Salgında başa dönüldü

Salgında tüm sorumluluğu yurttaşın sırtına yüklemenin sonucu ağır oldu. Ankara İl Sağlık Müdürlüğü’nün hastanelere gönderdiği yazı gizlenen tabloyu ortaya koydu.

Salgında başa dönüldü

1 Haziran’da başlayan “normalleşme” süreciyle yapılan uyarılara rağmen önlem alınmaması, salgında adeta başa dönülmesine yol açtı.

BirGün’den İsmail Arı’nın haberine göre vakaların sürekil 900-bin aralığında seyrettiği açıklanmasına rağmen Ankara İl Sağlık Müdürlüğü’nün hastanelere gönderdiği yazı gerçeği ortaya koydu. Ankara İl Sağlık Müdürü Prof. Dr. Mehmet Gülüm başkanlığında hizmet başkanlarının katılımıyla 28 Temmuz tarihinde yapılan “Pandemi Değerlendirme Toplantısı”nda salgının boyutunu gösteren koyan önemli kararlar alındığı ortaya çıktı.

....................

**Görev Tanımı 1:**
Salgınla ilgili haberde "Salgında tüm sorumluluğu" ile "alındığı ortaya çıktı." arasındaki bölümü, bu iki ifade de dahil olmak üzere hiçbir değişiklik yapmadan kopyalayınız.
**Görev Tanımı 2:**
Salgınla ilgili haberde adı geçen bütün kişi ve kuruluşları listeleyiniz.

Toplanan veri satırları
....................

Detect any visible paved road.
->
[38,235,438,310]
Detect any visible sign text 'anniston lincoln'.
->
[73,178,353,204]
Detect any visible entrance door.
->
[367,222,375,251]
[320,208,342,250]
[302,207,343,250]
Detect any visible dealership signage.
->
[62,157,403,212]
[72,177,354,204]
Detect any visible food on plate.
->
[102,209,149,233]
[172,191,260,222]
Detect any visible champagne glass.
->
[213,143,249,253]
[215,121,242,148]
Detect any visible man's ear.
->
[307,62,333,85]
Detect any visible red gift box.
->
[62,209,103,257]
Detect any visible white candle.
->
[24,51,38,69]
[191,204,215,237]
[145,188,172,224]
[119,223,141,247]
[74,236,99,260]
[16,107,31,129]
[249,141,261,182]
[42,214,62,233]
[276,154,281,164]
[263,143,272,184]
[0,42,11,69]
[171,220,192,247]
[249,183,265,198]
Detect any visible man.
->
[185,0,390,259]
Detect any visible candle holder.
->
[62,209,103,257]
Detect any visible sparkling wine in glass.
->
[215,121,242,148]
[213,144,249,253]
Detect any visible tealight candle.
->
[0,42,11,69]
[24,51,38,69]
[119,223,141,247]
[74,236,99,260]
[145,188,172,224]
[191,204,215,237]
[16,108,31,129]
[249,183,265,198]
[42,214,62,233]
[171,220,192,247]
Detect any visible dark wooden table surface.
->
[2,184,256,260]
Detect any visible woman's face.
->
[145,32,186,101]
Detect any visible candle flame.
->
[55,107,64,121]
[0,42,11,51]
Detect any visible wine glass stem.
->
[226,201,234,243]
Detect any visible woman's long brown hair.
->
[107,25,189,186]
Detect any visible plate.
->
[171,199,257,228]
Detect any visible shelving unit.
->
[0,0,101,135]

....................

**Alıştırma Çıktısı 1:**
Salgında tüm sorumluluğu yurttaşın sırtına yüklemenin sonucu ağır oldu. Ankara İl Sağlık Müdürlüğü’nün hastanelere gönderdiği yazı gizlenen tabloyu ortaya koydu.

Salgında başa dönüldü

1 Haziran’da başlayan “normalleşme” süreciyle yapılan uyarılara rağmen önlem alınmaması, salgında adeta başa dönülmesine yol açtı.

BirGün’den İsmail Arı’nın haberine göre vakaların sürekil 900-bin aralığında seyrettiği açıklanmasına rağmen Ankara İl Sağlık Müdürlüğü’nün hastanelere gönderdiği yazı gerçeği ortaya koydu. Ankara İl Sağlık Müdürü Prof. Dr. Mehmet Gülüm başkanlığında hizmet başkanlarının katılımıyla 28 Temmuz tarihinde yapılan “Pandemi Değerlendirme Toplantısı”nda salgının boyutunu gösteren koyan önemli kararlar alındığı ortaya çıktı.

**Alıştırma Çıktısı 2:**
Ankara İl Sağlık Müdürlüğü
BirGün
İsmail Arı
Prof. Dr. Mehmet Gülüm